## Working data
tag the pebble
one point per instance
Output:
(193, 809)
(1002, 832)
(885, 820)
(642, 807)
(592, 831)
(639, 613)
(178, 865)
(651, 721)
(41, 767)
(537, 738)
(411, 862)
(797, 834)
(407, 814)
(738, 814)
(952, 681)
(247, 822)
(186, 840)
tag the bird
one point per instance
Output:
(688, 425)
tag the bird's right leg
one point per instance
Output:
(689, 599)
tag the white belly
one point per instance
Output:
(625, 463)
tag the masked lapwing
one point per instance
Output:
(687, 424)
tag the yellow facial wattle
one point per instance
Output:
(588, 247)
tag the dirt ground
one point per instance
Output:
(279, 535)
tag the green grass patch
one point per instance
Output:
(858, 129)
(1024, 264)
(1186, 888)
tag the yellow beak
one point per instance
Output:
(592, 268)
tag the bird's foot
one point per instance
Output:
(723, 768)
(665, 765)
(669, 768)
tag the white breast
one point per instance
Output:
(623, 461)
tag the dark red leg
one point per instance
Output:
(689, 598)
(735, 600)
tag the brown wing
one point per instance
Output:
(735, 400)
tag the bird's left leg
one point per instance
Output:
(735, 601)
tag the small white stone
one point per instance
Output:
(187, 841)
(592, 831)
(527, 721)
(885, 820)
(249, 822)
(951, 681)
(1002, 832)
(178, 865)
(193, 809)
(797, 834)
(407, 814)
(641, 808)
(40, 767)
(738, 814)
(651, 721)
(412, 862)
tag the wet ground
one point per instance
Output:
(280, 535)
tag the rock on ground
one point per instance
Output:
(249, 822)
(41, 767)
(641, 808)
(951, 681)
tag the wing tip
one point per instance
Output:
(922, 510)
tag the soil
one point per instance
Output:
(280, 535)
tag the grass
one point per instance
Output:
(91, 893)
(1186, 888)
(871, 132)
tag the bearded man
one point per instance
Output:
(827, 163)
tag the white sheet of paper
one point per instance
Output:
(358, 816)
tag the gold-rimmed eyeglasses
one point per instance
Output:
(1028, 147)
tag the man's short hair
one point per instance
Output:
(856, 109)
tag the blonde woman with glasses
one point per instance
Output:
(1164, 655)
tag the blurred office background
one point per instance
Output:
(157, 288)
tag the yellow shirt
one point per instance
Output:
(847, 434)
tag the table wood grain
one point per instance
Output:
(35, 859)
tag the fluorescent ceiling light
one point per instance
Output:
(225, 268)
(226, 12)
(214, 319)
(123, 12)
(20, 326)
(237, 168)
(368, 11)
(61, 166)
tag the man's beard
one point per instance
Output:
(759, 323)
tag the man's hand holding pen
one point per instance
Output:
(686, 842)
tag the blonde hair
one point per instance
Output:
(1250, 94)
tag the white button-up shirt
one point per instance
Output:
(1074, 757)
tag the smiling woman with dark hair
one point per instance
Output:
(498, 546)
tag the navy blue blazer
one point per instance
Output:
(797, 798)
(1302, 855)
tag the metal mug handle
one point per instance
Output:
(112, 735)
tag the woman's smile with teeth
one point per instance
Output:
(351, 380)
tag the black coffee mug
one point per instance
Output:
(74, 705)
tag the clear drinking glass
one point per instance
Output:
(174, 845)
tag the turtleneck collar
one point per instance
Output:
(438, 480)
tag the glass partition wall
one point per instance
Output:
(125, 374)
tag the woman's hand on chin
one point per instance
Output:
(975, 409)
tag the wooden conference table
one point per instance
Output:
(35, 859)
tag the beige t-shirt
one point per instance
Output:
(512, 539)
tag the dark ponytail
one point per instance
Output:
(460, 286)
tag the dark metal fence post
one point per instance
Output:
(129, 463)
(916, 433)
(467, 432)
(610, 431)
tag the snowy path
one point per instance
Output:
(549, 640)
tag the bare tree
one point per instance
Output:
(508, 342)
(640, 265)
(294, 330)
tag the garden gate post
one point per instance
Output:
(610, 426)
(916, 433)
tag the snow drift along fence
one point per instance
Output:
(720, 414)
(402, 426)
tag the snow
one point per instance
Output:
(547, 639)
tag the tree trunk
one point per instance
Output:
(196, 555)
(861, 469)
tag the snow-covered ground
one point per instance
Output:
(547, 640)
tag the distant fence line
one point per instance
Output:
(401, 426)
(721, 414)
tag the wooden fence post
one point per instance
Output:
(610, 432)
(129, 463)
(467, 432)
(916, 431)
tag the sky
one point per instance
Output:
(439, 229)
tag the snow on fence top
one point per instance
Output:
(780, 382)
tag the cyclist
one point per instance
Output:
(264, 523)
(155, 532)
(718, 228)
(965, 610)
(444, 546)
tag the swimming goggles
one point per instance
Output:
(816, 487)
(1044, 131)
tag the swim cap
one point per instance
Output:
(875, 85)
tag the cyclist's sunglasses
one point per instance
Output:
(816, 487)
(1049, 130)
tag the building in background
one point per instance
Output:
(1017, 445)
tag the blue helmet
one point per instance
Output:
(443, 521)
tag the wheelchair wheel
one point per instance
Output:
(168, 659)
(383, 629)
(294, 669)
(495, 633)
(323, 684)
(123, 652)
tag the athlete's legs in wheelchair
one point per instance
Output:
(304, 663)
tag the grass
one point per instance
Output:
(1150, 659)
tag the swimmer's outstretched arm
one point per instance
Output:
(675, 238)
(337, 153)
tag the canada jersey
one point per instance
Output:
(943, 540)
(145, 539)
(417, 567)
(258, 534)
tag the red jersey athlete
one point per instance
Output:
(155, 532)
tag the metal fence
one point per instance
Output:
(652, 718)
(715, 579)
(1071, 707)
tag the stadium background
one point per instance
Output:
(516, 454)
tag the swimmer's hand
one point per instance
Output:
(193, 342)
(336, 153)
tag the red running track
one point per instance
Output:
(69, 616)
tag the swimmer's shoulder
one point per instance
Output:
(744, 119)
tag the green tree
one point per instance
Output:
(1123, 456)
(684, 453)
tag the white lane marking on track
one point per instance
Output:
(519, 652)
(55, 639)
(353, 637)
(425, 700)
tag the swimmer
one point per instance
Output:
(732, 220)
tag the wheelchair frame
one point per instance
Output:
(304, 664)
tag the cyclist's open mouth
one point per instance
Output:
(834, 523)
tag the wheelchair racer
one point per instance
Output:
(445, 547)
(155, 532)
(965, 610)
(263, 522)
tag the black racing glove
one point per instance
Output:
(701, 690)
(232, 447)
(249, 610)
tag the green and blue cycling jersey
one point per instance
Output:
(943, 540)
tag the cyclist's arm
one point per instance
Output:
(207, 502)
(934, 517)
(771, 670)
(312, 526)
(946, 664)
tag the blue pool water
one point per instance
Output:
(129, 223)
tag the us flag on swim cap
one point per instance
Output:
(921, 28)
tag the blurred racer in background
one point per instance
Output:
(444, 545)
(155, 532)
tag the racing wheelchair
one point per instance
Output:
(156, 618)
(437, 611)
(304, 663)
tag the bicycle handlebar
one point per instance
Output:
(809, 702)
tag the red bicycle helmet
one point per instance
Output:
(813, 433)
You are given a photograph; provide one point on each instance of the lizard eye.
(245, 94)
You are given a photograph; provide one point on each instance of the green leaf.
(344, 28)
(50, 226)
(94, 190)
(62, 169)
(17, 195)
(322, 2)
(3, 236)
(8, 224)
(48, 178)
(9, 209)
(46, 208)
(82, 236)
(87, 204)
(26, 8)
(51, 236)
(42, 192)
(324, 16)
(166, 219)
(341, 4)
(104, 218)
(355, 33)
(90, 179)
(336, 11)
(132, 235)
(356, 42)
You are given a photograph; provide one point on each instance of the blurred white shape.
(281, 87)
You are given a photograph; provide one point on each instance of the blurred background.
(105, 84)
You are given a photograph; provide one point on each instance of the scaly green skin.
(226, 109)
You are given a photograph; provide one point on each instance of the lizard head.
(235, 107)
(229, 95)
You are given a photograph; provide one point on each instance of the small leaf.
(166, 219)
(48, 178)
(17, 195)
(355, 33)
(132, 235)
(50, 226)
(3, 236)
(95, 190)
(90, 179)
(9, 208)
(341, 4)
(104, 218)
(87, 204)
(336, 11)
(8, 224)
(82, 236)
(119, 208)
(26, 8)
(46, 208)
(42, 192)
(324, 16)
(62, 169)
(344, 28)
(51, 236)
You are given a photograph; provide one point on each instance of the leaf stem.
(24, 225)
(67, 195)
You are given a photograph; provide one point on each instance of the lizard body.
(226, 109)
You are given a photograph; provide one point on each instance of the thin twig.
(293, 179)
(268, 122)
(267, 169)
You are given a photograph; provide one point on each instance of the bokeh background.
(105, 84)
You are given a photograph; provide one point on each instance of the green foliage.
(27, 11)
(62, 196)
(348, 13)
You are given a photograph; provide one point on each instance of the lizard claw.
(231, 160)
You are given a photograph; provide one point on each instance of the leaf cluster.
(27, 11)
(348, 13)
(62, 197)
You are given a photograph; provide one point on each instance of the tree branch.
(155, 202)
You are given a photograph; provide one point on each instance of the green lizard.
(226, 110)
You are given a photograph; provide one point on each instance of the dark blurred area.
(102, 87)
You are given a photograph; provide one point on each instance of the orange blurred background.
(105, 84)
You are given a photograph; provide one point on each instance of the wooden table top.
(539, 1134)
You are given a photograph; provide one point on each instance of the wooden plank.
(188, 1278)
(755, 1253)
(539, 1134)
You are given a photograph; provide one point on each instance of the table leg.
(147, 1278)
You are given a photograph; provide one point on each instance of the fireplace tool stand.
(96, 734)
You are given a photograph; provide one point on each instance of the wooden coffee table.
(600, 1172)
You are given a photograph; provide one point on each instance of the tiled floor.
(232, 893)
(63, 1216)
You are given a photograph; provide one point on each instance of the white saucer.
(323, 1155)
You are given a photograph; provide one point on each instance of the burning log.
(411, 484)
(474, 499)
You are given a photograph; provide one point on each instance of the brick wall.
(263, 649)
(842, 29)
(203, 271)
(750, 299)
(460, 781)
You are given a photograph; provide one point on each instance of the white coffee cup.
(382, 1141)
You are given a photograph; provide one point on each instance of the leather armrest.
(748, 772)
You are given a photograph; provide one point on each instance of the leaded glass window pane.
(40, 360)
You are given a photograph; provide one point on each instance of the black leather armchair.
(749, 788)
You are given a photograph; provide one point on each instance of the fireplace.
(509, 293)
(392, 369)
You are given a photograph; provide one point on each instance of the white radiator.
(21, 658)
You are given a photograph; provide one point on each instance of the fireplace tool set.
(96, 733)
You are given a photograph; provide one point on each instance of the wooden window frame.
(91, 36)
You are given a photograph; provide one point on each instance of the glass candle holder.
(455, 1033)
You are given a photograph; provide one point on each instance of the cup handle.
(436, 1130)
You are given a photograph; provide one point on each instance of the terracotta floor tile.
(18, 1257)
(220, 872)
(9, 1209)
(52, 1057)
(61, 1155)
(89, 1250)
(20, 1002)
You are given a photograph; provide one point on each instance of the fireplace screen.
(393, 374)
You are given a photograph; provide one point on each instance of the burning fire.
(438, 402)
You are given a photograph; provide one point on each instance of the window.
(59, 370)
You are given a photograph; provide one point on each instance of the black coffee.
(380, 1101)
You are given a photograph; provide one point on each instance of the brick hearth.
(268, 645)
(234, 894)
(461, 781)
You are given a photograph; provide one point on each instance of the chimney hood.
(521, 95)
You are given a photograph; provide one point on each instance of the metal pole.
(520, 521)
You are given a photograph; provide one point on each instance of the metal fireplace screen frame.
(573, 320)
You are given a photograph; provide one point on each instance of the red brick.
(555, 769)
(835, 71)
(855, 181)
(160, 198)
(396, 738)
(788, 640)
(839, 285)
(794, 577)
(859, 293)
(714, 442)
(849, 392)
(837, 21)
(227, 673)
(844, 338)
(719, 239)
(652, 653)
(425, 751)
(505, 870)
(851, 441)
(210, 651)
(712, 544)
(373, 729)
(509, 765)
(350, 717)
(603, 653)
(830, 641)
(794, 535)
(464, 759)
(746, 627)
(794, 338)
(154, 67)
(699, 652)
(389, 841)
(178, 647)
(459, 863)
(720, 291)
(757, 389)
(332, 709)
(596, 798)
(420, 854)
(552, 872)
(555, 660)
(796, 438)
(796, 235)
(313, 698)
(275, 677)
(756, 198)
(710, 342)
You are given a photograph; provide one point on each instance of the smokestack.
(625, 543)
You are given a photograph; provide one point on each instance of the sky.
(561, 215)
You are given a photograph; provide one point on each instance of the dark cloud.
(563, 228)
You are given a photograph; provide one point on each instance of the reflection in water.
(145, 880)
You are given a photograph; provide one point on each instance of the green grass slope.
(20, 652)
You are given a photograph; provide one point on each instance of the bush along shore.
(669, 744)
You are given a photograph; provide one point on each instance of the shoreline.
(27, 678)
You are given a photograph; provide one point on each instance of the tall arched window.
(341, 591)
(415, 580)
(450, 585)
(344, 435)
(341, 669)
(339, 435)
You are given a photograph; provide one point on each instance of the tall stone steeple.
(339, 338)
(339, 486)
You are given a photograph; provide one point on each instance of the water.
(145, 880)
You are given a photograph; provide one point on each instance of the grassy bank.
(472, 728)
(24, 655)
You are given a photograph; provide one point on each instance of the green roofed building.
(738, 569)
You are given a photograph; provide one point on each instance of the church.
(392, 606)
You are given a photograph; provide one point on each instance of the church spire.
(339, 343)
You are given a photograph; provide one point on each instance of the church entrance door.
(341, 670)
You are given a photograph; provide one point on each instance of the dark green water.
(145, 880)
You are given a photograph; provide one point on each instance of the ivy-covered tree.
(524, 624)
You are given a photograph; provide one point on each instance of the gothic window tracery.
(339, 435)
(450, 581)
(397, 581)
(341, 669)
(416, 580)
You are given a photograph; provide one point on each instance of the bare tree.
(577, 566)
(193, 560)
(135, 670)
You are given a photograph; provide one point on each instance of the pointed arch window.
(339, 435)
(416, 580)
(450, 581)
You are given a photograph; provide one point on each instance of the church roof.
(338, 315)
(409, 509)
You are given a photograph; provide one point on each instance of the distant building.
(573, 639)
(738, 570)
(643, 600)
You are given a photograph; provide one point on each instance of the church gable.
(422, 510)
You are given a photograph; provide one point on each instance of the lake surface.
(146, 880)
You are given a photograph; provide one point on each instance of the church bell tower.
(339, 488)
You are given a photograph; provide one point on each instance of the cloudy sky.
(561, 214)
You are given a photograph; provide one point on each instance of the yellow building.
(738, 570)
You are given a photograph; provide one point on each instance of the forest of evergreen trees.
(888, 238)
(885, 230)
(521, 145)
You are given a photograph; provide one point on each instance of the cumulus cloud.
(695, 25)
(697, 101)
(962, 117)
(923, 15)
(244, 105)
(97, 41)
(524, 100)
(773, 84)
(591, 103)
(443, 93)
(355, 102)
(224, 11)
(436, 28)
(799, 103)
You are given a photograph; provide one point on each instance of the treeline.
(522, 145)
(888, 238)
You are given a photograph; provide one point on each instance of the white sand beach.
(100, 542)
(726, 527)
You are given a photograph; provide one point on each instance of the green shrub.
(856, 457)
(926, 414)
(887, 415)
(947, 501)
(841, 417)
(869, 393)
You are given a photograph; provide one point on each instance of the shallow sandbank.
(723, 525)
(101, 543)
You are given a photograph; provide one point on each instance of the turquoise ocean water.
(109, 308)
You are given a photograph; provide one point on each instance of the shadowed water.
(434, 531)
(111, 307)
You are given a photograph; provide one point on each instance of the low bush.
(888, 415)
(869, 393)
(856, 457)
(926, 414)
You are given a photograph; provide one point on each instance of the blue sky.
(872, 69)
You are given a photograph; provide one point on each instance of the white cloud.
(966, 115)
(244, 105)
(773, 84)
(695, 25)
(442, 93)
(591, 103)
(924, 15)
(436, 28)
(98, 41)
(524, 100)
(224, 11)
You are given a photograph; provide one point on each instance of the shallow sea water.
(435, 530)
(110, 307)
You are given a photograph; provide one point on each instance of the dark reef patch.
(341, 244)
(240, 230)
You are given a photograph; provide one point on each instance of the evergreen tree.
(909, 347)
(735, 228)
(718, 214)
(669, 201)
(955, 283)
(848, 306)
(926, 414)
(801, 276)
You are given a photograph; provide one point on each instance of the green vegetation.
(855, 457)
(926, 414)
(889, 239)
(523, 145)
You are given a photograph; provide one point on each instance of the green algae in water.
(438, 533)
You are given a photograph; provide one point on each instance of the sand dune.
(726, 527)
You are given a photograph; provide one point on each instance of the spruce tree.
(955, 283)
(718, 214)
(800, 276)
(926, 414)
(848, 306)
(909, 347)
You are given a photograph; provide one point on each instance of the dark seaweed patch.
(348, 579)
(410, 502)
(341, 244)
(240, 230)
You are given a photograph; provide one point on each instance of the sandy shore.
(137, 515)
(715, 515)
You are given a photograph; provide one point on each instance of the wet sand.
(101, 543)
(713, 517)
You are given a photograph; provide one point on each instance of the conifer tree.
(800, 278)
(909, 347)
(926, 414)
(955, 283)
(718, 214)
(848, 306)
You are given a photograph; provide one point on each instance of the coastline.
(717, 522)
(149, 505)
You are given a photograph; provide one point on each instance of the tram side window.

## Work to do
Rewrite the entries starting at the line that contains "shallow sea water." and continuing through the last entry. Keep the requests unchanged, and scale each point coordinate in the answers by 1.4, rounding to whole numbers with halves rounded up.

## Exercise answer
You are given a photograph; provide one point on each instance of the shallow sea water.
(609, 742)
(154, 430)
You are given a photograph; provide one point on each instance of the dark reef patch.
(477, 342)
(336, 322)
You are given a photograph; provide one point on each instance of the evergreen tree.
(1273, 486)
(1029, 319)
(1005, 300)
(937, 281)
(1337, 396)
(1187, 428)
(1296, 580)
(1121, 386)
You are given a photograph; provide one point on each instance of the green vegetation.
(1197, 640)
(1296, 580)
(1245, 335)
(732, 203)
You are given a photograph; provide one point on each instance of the green algae in water.
(613, 746)
You are given a photograph; provide one point on each instance of the sand dune.
(1016, 738)
You are given a photograph; provide one point on each instance of the spruce tree.
(1337, 396)
(1005, 300)
(1120, 386)
(1296, 580)
(1187, 428)
(1273, 486)
You are given a photograph; provide one point on each instance of the dark seaweed patch.
(487, 811)
(574, 703)
(477, 342)
(336, 322)
You are given a photograph; provide one point on each instance of the sandy shore.
(192, 721)
(1001, 721)
You are given a photograph; provide one point on each instance of the wet sand.
(141, 760)
(998, 724)
You are given a photograph; provide one point on each instance of the conifer tree.
(1120, 389)
(1273, 486)
(1296, 580)
(1337, 396)
(1005, 300)
(1187, 428)
You are given a photograph; provide one point on each instance of the coastline.
(1004, 731)
(209, 707)
You are given a photograph; provide one point on each instance of the tram side window.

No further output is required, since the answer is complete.